▸ **Excerpt to read**

--- start ---

Fission is so expensive mainly because of safety and regulatory concerns: radioactivity scares people, and so safety requirements are cranked up to 11: everything is overdesigned just so that current regulator is confident enough (next one might one up anyway), lots and lots of concrete and steel is used for containment etc. Additionally, the whole construction process is hopelessly bureaucratic and takes forever, requiring inspections of inspections, redesigns for things that in, say, coal plants would just be redone differently by contractor on site and so on. We most definitely could make fission significantly cheaper, and in fact it has been so in the past.

Now, fusion does not have similar safety requirements. If the plant blows up for some reason, there's no significant radionuclide contamination. Therefore, there's little reason to require safety standards significantly higher than those for coal plants (the boilers of which can also catastrophically blow up). This makes it significantly cheaper, due to reduced material use and construction time/labor for containment, and reduced regulatory delays.

Your point about power density is also good, but I don't think it matters very much in practice. Sure, fusion reactor might have significantly lower power density than fission reactor, but so what? Renewable plants are even worse when it comes to power density, yet it doesn't stop them from being rolled out. We don't lack space for fusion plants, even if they are much larger than equivalent fission ones.




Fission is expensive because all the components have to be highly reliable, for safety reasons.

But in a fusion reactor, all the components also have to be highly reliable, because they will be so radioactive that repair will be difficult or impossible. The stuff that's hot in a fusion reactor will be far more complex than the stuff in a fission reactor, which is technically very simple.

The reliability is costly, regardless of the reason for it.

Of course power density matters. The cost of manufactured items is related to their size, and fusion reactor cores will be far larger than fission reactor cores (as well as being far more intricate). Are you saying this 10-100x larger size will NOT be reflected in the cost?

Renewables have lower power density, but also allow omission of entire parts of a thermal power plant. No steam turbines, no heat exchangers, no cooling systems. They also tolerate far less reliable components, because failure affect just a small part of the overall output of a field of turbines or PV modules.

--- end ---

▸ **Exercise tasks**
[1] Which parts of a thermal power plant does the fission and fusion discussion say renewables let you leave out? List every one it names.
[2] Answer from the fission and fusion discussion:
(a) What part of a coal plant does it say can also catastrophically blow up?
(b) Why must fusion reactor components be highly reliable, according to its reply?
(c) How much larger than fission reactor cores does it say fusion reactor cores will be?

▸ **Data provided**
--- start ---

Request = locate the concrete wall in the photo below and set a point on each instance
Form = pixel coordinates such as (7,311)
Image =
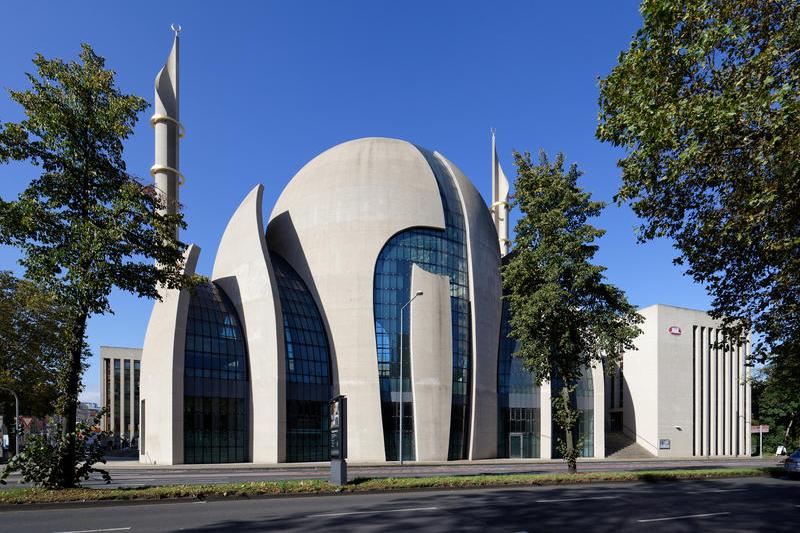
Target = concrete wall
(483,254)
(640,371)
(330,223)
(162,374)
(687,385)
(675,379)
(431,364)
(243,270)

--- end ---
--- start ---

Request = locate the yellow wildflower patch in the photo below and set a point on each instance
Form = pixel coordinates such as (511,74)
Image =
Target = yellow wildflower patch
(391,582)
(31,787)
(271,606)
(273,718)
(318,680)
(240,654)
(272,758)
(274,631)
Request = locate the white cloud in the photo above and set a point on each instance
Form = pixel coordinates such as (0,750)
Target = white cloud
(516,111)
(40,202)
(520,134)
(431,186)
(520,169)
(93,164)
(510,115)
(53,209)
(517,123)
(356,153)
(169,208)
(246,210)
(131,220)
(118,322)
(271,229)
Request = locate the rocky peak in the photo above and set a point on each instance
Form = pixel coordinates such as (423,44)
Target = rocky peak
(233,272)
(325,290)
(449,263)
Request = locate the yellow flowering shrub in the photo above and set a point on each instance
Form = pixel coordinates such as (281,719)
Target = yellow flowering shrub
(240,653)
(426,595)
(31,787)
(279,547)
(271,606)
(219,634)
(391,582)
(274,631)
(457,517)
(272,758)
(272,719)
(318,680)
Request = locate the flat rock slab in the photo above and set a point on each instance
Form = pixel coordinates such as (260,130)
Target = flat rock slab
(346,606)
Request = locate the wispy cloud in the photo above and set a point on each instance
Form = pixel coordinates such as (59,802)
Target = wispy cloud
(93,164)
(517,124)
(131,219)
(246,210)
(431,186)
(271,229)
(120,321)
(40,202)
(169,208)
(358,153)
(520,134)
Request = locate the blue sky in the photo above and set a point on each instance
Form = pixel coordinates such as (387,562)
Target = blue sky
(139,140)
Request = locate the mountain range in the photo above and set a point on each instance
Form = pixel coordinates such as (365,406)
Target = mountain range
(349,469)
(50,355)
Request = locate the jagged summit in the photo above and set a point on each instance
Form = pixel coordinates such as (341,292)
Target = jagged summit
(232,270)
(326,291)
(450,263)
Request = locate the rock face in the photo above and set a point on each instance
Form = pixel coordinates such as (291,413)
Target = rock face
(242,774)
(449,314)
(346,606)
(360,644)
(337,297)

--- end ---
--- start ---

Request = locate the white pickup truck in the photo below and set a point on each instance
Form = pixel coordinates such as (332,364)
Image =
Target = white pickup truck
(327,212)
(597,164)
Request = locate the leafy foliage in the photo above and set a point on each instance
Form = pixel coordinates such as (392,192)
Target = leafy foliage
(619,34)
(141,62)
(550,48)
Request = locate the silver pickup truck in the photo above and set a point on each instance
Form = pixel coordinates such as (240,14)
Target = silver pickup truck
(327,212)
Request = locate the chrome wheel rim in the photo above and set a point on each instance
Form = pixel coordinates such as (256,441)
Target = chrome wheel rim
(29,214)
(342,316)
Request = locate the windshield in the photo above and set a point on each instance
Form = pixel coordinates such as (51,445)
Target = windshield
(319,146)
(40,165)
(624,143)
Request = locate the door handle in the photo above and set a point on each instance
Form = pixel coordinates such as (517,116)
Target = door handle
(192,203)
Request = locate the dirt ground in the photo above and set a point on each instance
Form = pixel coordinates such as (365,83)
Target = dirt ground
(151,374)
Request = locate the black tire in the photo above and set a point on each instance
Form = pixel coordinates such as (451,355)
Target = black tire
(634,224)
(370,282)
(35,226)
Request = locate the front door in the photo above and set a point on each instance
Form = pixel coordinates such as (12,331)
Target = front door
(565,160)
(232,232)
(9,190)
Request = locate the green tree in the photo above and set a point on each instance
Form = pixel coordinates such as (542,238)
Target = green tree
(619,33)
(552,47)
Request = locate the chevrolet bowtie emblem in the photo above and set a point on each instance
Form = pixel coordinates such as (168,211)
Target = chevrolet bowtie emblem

--- end ---

▸ **Replies**
[1] Steam turbines, heat exchangers, cooling systems

[2]
(a) The boilers
(b) They will be so radioactive that repair will be difficult or impossible.
(c) 10-100x larger